EXERCISE DESCRIPTION: Report each line of the entries below that contains the word "Query", copying the whole line. Case counts.
▬▬▬
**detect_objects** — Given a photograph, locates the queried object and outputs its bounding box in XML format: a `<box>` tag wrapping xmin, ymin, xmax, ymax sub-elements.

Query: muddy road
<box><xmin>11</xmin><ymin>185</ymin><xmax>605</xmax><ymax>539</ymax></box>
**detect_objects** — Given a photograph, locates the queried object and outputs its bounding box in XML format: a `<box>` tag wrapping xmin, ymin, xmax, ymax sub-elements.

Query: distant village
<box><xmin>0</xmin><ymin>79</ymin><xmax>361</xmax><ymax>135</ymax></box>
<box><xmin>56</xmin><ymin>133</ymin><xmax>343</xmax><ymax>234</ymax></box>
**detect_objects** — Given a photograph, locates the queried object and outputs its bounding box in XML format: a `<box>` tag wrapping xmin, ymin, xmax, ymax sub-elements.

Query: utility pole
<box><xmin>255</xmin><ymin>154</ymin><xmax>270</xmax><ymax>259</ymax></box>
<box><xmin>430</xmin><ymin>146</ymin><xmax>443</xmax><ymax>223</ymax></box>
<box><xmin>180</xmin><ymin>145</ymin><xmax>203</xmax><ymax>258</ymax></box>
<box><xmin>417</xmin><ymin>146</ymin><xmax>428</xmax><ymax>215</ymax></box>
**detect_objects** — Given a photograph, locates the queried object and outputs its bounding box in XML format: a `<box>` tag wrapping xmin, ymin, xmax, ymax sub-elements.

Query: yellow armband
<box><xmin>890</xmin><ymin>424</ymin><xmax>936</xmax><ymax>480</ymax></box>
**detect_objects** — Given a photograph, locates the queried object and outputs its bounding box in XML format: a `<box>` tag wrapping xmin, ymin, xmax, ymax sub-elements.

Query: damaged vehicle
▬▬▬
RESULT:
Query: muddy road
Query: distant village
Query: utility pole
Query: yellow armband
Query: damaged vehicle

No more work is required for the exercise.